- EXERCISE OBJECTIVE: Can you reproduce the records below with every "Target" switched to "Label" and nothing else changed?

Stored entries

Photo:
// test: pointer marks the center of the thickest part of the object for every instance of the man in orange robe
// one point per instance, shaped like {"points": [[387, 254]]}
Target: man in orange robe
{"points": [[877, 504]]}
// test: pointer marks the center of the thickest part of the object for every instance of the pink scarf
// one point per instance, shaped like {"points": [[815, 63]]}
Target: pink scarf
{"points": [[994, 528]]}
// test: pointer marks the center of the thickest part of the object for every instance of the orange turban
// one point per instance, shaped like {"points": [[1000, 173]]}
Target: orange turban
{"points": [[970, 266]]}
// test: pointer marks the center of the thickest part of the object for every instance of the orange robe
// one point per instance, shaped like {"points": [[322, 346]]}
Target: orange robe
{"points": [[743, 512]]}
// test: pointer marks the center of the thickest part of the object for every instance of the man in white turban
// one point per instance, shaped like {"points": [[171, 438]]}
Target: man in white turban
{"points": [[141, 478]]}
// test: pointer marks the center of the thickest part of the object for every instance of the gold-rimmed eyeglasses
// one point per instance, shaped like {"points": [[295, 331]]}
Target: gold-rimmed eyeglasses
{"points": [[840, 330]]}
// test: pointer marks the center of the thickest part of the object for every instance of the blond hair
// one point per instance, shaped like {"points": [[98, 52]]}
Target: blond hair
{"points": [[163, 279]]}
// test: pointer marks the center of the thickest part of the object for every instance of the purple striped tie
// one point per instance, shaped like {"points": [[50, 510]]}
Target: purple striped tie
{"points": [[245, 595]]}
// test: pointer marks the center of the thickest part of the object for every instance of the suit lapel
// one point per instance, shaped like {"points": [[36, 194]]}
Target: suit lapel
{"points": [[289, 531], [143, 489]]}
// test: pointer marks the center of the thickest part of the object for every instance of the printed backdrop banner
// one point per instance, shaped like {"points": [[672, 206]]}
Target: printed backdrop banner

- SOLUTION:
Photo:
// test: pointer marks the center of the thickest part of the object for every instance of the man in orange robe
// one point per instance, shaped like {"points": [[387, 254]]}
Label: man in orange robe
{"points": [[877, 504]]}
// test: pointer marks the center of the thickest part of the object for every instance of the pink scarf
// one point per instance, shaped like {"points": [[815, 63]]}
Label: pink scarf
{"points": [[994, 528]]}
// test: pointer marks the center of the thickest part of the object for every instance of the orange turban
// one point per instance, shaped like {"points": [[1000, 173]]}
Label: orange turban
{"points": [[970, 266]]}
// test: pointer marks the center of the thickest part of the object for every instance of the orange robe
// one point per instance, shaped like {"points": [[322, 346]]}
Label: orange robe
{"points": [[743, 512]]}
// test: pointer marks the center of the thickest part of the object for every instance of the man in white turban
// one point per instance, shaped like {"points": [[171, 438]]}
Label: man in white turban
{"points": [[141, 478]]}
// test: pointer marks the center of the thickest part of the object for every instance of the gold-rimmed eyeglasses
// one point per instance, shaped like {"points": [[295, 331]]}
Label: gold-rimmed eyeglasses
{"points": [[840, 330]]}
// test: pointer marks the center of the thickest part of the object for every instance of the blond hair
// one point per instance, shaped like {"points": [[98, 52]]}
Label: blond hair
{"points": [[163, 279]]}
// test: pointer marks the center of the thickest part of the object for every instance of the purple striped tie
// one point per instance, shaped like {"points": [[50, 510]]}
Label: purple striped tie
{"points": [[245, 595]]}
// test: pointer marks the center of the thickest part of the object for every instance of the suit lapel
// one point per instance, shaped like {"points": [[36, 194]]}
Label: suit lapel
{"points": [[289, 531], [143, 489]]}
// test: pointer marks the center of the thickest part of the object for every instance of the printed backdrop banner
// one point per instance, shaped like {"points": [[672, 206]]}
Label: printed backdrop banner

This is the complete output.